**Orden de trabajo:** Según el fragmento del documento, ¿qué querían observar durante el paseo de inspección de la mañana?

**Fragmento del documento:**
>>>
1945 es el final de la guerra y ya una época totalmente caótica. Muchos de los recuerdos se refieren a épocas de espera pasadas en granjas apartadas, cuando los campesinos no saben si a la vuelta del camino van a aparecer soldados nazis o soldados americanos, y hay imágenes de incursiones en poblados abandonados. Casas vacías con las puertas abiertas, animales desatendidos, soldados alejados de sus brigadas que lo encuentran todo en sus viajes por los caminos rurales. Ya de viaje yo misma y después de haberme sumergido en esas lecturas, un poco sugestionada debo de encontrarme cuando por la mañana, mientras estamos dando un paseo de inspección para observar el efecto que produce el inminente eclipse en las vacas que pastan en el prado, vemos que se acerca alguien en una moto. Hace un día radiante, y bajo el sol que pronto será parcialmente ocultado veo al motorista con unas gafas de conducir como las que lleva Peter O’Toole en la primera secuencia de Lawrence de Arabia. Nos ponemos contra el seto para que no nos atropelle y cuando pasa a nuestro lado nos saluda. “Es americano”, digo, “ha dicho hi”. “¿Cómo que americano? Es del pueblo: ha dicho qué hay”.
<<<
**Contenido del conjunto:**
>>>
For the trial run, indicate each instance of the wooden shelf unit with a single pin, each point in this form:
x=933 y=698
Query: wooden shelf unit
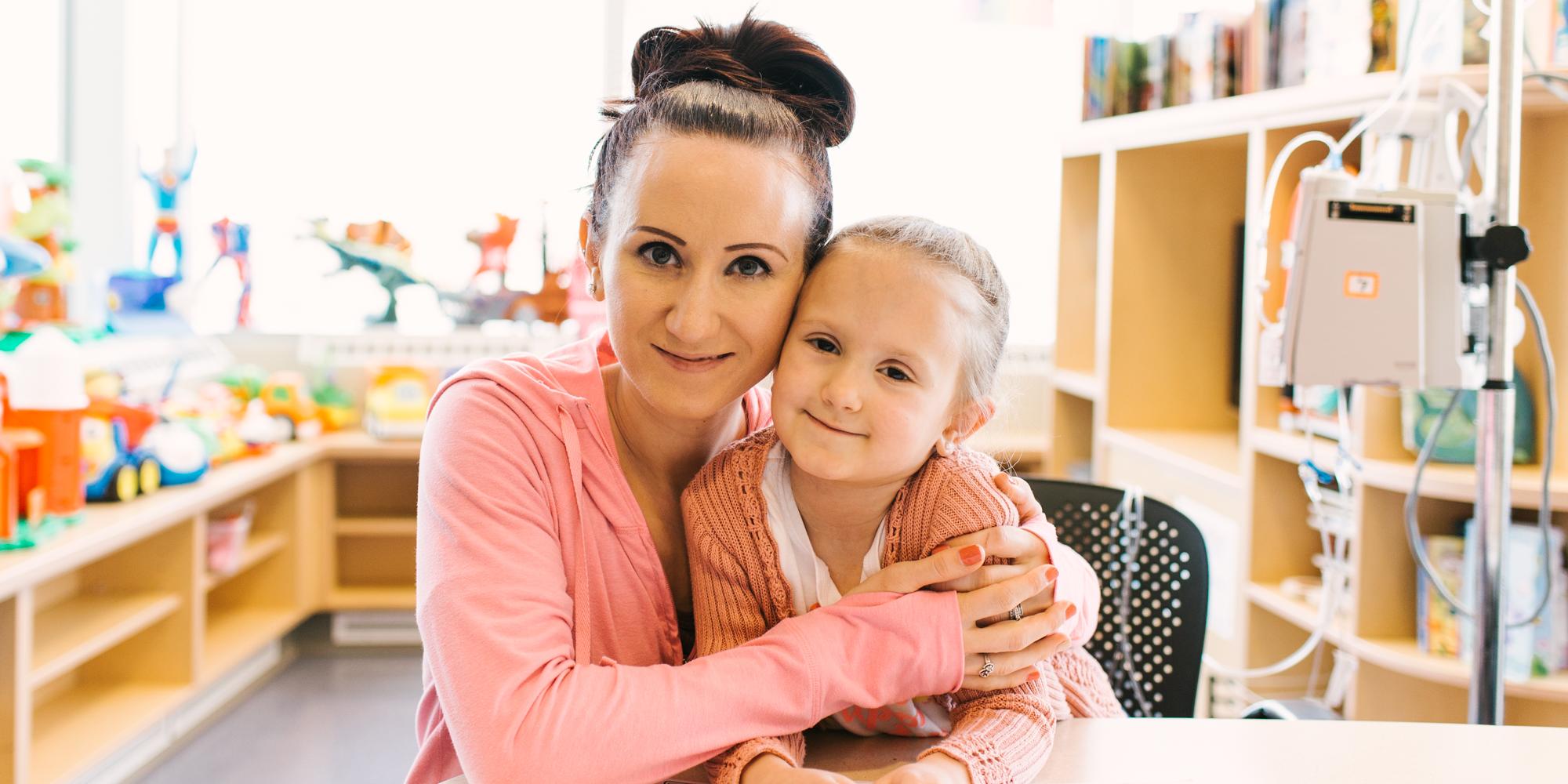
x=1166 y=397
x=117 y=625
x=371 y=546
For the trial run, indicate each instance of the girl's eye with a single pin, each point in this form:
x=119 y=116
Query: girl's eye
x=750 y=267
x=658 y=255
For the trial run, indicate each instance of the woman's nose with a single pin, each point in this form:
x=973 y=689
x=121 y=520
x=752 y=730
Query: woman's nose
x=695 y=316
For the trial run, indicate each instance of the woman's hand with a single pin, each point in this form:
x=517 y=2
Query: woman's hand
x=1023 y=550
x=1014 y=647
x=771 y=769
x=937 y=769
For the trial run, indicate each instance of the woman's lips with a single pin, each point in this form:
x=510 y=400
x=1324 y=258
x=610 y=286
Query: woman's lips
x=827 y=426
x=692 y=365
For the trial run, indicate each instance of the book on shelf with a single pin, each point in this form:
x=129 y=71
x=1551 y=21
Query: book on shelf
x=1533 y=650
x=1559 y=32
x=1437 y=620
x=1207 y=57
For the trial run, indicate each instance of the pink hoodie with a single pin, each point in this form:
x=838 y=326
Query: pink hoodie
x=551 y=639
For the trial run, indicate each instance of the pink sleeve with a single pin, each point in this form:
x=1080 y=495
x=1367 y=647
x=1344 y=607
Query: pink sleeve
x=1076 y=581
x=498 y=626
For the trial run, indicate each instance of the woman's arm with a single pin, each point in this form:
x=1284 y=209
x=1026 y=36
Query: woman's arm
x=496 y=620
x=728 y=614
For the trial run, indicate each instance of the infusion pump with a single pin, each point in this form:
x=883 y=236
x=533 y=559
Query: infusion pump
x=1384 y=288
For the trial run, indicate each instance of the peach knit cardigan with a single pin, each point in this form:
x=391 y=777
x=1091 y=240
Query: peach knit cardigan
x=741 y=592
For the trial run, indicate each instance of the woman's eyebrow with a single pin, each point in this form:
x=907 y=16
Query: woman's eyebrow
x=742 y=247
x=650 y=230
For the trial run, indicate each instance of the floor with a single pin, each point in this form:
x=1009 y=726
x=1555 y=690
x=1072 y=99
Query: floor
x=333 y=716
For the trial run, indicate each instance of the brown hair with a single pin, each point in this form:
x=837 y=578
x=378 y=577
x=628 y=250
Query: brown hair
x=755 y=82
x=956 y=252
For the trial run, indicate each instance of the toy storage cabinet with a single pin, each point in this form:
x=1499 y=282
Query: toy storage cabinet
x=115 y=634
x=1147 y=291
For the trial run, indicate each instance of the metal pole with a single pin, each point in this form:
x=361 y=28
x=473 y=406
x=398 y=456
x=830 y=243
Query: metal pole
x=1495 y=405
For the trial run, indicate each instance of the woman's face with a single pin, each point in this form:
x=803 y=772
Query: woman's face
x=702 y=260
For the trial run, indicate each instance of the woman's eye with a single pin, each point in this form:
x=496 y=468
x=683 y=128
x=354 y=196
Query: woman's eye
x=658 y=255
x=750 y=267
x=822 y=344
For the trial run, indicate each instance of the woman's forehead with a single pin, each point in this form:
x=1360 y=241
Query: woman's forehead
x=716 y=191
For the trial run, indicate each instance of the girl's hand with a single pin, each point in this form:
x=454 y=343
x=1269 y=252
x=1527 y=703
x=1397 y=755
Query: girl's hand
x=937 y=769
x=769 y=769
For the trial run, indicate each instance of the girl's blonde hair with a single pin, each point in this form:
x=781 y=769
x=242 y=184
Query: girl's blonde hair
x=960 y=253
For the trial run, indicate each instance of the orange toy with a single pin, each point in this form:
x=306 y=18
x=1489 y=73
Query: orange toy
x=495 y=247
x=48 y=393
x=377 y=233
x=57 y=470
x=18 y=446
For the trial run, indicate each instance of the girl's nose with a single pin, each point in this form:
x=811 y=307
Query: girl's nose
x=841 y=391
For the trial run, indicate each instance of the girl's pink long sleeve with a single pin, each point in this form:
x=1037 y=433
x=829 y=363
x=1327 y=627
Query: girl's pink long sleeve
x=498 y=583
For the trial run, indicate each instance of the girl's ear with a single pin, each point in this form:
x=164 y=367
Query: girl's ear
x=590 y=252
x=965 y=424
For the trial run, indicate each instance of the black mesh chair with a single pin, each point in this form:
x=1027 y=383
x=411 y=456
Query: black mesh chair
x=1169 y=598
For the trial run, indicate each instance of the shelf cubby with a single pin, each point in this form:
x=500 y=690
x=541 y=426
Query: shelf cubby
x=114 y=652
x=1073 y=438
x=1078 y=266
x=136 y=601
x=377 y=488
x=1175 y=280
x=376 y=562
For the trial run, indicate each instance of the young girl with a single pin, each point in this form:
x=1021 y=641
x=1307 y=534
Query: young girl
x=887 y=369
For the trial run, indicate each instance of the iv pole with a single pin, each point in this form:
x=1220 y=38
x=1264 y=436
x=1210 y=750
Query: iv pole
x=1503 y=247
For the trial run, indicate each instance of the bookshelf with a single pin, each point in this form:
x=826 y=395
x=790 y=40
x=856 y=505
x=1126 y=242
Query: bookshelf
x=1155 y=387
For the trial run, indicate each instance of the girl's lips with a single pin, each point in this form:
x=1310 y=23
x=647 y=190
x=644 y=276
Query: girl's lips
x=827 y=426
x=692 y=365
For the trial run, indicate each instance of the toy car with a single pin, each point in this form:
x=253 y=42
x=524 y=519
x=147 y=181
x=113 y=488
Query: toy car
x=396 y=404
x=291 y=404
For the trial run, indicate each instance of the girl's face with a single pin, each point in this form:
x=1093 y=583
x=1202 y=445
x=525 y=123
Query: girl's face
x=869 y=374
x=702 y=260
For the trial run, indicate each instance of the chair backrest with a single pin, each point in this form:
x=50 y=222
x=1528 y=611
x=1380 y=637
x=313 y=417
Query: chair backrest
x=1169 y=597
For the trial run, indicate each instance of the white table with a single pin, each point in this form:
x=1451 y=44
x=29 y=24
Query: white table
x=1214 y=752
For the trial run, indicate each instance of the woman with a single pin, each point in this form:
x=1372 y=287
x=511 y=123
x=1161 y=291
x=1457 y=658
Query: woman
x=554 y=600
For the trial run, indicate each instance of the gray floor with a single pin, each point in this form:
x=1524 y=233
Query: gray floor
x=333 y=716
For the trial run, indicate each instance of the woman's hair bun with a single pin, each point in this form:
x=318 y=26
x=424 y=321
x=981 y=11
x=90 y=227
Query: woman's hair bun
x=757 y=56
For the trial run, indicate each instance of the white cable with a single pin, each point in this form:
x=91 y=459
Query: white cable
x=1268 y=209
x=1334 y=578
x=1550 y=454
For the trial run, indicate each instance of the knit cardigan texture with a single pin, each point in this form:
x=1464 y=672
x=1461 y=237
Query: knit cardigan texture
x=739 y=592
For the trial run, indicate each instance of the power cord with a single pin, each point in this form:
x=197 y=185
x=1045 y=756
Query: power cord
x=1545 y=521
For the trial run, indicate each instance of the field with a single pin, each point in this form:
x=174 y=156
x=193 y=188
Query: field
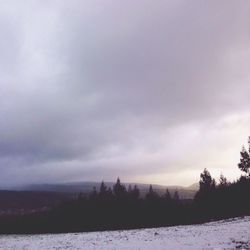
x=225 y=234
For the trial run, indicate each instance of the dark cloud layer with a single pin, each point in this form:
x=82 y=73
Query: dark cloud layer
x=90 y=90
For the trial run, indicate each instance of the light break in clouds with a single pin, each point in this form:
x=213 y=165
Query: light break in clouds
x=152 y=91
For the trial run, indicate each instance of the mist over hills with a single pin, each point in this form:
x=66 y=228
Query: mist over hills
x=86 y=187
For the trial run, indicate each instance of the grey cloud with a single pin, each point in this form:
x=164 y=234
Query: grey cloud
x=103 y=84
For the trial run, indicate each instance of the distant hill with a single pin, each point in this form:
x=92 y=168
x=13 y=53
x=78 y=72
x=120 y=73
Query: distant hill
x=86 y=187
x=12 y=202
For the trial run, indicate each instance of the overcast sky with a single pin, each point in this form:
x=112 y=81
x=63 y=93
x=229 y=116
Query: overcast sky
x=151 y=91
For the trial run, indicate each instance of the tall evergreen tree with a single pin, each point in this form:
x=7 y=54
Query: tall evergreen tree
x=244 y=164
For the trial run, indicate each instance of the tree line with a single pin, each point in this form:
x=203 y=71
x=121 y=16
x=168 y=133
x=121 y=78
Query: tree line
x=124 y=208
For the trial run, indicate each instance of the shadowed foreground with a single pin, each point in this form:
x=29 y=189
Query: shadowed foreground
x=225 y=234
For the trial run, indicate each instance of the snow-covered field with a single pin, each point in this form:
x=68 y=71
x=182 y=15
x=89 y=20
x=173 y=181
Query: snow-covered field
x=228 y=234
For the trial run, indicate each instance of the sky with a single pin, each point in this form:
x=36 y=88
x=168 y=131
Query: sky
x=151 y=91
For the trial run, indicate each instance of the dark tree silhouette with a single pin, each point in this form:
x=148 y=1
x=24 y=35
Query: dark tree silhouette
x=151 y=195
x=119 y=190
x=223 y=181
x=244 y=164
x=176 y=195
x=207 y=183
x=167 y=195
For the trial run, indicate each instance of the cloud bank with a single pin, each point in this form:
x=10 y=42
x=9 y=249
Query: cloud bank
x=152 y=91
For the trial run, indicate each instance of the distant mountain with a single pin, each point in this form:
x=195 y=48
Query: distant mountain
x=86 y=187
<<<
**Respuesta final:** El efecto que produce el inminente eclipse en las vacas que pastan en el prado.